▶ [PROBLEM STATEMENT]
Work out how many lines in these entries include the string "boulder", and give only that figure.

○ ○ ○ ○

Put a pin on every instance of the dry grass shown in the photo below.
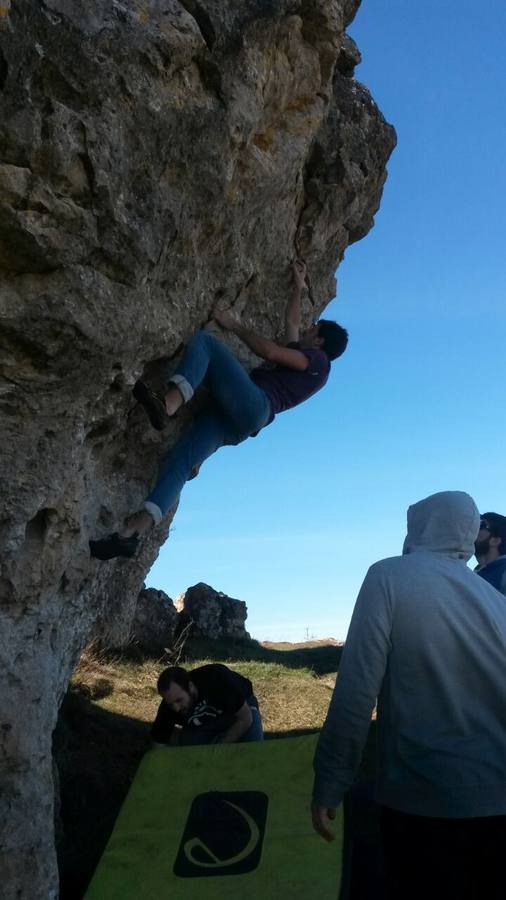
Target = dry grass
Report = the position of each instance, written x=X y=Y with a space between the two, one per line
x=104 y=728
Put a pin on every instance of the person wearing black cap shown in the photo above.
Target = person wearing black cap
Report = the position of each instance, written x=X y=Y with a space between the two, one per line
x=490 y=550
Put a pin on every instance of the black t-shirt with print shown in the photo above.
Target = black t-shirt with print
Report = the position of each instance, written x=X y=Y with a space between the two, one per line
x=221 y=693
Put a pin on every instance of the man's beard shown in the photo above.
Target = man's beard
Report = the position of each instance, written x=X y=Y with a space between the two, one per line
x=481 y=548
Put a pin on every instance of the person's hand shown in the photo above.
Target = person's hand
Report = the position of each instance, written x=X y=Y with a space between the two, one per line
x=299 y=272
x=322 y=816
x=225 y=318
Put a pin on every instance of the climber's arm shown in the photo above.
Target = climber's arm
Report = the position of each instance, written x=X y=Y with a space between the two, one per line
x=263 y=347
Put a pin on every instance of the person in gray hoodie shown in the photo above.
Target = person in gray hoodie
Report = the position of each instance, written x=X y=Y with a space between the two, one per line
x=427 y=641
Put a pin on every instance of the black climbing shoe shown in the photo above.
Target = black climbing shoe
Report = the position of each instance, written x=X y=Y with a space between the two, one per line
x=114 y=545
x=155 y=408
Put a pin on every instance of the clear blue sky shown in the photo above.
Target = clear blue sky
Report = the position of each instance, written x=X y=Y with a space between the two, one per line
x=290 y=521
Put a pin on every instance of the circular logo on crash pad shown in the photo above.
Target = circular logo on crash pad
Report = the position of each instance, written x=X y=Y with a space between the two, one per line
x=223 y=834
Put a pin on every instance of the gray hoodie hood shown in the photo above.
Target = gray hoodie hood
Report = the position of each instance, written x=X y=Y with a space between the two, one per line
x=447 y=523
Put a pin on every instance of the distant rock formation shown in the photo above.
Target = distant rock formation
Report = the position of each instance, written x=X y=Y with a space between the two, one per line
x=154 y=621
x=154 y=156
x=214 y=614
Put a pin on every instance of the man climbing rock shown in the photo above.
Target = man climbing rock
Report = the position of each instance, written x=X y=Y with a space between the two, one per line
x=243 y=402
x=209 y=705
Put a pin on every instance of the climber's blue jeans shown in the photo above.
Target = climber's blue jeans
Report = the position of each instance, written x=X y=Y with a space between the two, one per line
x=240 y=409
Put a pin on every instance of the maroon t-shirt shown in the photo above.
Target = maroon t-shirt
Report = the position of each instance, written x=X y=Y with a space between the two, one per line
x=286 y=387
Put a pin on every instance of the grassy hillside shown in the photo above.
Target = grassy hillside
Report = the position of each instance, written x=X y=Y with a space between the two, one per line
x=105 y=718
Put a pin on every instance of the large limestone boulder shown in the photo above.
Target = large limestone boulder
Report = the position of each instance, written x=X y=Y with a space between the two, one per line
x=211 y=613
x=155 y=156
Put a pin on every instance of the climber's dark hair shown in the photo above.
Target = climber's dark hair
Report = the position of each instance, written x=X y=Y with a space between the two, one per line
x=335 y=338
x=173 y=675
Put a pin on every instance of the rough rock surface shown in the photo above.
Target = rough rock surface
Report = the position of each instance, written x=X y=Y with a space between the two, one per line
x=154 y=621
x=213 y=614
x=155 y=155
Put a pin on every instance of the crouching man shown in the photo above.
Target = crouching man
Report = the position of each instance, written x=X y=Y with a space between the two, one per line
x=211 y=704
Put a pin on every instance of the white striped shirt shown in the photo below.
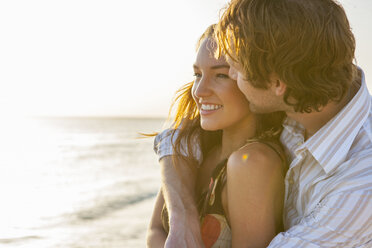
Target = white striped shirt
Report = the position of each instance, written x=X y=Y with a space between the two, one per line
x=328 y=200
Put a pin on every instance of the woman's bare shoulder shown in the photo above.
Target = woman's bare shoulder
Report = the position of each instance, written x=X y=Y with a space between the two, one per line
x=256 y=157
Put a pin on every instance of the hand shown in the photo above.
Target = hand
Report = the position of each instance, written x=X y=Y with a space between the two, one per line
x=184 y=233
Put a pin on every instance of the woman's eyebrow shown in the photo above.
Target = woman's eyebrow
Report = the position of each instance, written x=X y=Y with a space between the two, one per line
x=220 y=66
x=215 y=67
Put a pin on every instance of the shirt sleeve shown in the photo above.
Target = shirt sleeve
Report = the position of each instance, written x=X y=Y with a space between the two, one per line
x=163 y=145
x=342 y=220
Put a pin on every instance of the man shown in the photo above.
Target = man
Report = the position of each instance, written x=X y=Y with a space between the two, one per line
x=297 y=56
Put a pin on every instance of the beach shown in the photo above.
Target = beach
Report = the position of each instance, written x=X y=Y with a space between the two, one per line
x=95 y=187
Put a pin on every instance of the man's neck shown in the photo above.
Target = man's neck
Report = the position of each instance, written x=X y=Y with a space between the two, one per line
x=315 y=120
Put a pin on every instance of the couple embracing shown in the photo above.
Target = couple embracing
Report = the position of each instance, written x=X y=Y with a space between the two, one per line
x=271 y=145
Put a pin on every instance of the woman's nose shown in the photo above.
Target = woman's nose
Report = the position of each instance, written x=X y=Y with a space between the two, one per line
x=233 y=73
x=202 y=88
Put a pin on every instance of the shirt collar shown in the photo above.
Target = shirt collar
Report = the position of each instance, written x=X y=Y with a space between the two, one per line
x=330 y=145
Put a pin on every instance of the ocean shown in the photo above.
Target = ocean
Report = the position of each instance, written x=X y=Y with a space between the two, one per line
x=77 y=182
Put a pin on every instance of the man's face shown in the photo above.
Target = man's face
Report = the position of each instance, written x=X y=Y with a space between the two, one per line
x=260 y=100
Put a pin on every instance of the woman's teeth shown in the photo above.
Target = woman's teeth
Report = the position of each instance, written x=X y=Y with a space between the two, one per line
x=210 y=106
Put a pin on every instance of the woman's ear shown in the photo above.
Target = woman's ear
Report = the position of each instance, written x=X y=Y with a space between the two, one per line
x=277 y=85
x=280 y=88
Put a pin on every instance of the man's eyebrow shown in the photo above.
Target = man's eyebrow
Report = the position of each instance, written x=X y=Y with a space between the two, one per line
x=214 y=67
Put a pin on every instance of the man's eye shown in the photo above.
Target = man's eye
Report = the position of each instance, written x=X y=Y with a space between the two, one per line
x=221 y=75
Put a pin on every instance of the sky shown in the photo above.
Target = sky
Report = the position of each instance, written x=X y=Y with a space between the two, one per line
x=114 y=57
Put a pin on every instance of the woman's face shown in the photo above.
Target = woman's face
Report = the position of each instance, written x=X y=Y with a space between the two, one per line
x=220 y=102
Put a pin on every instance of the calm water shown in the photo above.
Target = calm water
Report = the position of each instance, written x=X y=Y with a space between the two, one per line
x=76 y=182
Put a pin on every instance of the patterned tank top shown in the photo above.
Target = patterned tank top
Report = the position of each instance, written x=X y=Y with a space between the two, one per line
x=215 y=228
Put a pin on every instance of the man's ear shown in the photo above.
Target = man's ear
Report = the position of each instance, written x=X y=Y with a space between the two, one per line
x=277 y=85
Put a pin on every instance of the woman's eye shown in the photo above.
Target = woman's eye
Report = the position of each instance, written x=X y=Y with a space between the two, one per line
x=197 y=75
x=221 y=75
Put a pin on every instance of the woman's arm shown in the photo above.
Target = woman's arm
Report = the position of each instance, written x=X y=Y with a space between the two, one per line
x=156 y=235
x=254 y=195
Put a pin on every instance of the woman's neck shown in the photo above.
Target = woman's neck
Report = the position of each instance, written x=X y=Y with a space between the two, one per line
x=236 y=136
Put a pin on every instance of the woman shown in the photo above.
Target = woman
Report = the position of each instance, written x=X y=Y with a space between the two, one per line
x=240 y=179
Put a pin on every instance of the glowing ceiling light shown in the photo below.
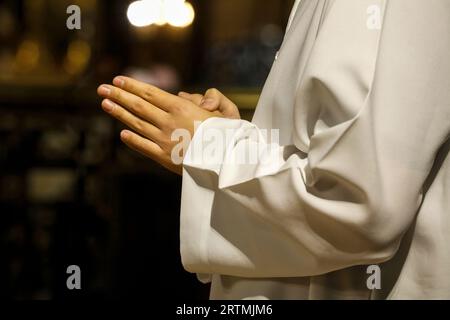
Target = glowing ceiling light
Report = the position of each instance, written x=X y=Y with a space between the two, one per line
x=179 y=13
x=144 y=12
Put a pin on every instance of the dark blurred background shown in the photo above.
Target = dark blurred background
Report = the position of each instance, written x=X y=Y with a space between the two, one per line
x=70 y=192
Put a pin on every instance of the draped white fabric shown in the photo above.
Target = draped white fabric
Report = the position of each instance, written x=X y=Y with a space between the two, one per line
x=361 y=174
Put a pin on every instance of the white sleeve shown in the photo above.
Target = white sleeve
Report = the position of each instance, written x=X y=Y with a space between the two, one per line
x=350 y=199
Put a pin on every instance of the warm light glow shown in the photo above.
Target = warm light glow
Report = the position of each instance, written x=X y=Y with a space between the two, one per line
x=144 y=12
x=177 y=13
x=180 y=16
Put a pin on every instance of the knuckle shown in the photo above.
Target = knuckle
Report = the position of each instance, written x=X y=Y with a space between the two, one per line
x=148 y=92
x=213 y=92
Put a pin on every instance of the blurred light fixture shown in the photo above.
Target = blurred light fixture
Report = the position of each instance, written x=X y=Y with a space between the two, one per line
x=177 y=13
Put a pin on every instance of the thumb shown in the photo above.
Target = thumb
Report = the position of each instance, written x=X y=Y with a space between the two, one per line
x=211 y=100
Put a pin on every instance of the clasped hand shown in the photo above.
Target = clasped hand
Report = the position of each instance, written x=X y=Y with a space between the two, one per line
x=153 y=115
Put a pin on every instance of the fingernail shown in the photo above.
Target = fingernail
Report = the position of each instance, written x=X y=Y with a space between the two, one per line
x=119 y=81
x=104 y=90
x=108 y=105
x=207 y=102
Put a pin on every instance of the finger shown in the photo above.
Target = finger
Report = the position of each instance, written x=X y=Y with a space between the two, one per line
x=193 y=97
x=212 y=100
x=137 y=124
x=159 y=98
x=144 y=146
x=134 y=104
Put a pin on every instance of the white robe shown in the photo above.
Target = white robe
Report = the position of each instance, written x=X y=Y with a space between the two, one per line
x=361 y=175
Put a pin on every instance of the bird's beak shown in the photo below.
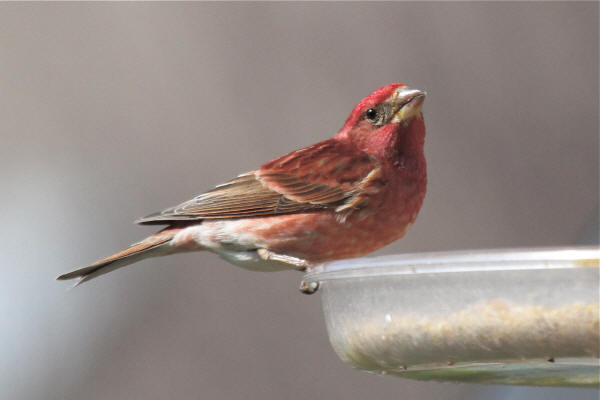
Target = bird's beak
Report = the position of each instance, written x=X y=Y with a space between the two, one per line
x=408 y=103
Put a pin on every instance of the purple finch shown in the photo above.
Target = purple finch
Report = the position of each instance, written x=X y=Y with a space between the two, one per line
x=344 y=197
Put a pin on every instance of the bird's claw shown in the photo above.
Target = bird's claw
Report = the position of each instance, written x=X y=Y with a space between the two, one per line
x=268 y=255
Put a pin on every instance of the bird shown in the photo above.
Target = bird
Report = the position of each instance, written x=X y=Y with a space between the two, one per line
x=343 y=197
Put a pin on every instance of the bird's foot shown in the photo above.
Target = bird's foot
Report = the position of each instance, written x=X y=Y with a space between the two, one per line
x=268 y=255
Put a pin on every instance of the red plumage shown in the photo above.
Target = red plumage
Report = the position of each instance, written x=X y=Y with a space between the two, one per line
x=340 y=198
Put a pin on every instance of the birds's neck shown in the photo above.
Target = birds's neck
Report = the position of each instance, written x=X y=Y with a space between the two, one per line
x=405 y=151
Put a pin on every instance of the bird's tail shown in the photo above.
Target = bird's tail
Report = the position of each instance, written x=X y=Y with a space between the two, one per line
x=152 y=246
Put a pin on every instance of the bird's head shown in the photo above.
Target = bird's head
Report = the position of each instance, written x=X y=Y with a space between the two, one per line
x=387 y=118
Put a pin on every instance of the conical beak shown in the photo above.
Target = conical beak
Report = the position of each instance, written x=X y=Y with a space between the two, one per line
x=409 y=102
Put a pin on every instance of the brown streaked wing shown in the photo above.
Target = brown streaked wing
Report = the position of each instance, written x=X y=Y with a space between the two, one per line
x=319 y=177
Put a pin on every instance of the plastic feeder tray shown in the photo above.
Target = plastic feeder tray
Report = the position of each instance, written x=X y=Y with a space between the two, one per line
x=517 y=317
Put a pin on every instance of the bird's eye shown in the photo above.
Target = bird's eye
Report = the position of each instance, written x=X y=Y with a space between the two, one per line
x=371 y=114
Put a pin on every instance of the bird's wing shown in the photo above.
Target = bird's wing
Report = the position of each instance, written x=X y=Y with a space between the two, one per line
x=326 y=176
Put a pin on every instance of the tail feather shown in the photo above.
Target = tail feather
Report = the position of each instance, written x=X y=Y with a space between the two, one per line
x=152 y=246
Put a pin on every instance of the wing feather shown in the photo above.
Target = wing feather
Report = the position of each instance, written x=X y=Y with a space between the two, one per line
x=327 y=176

○ ○ ○ ○

▶ [SOLUTION TO THIS TASK]
2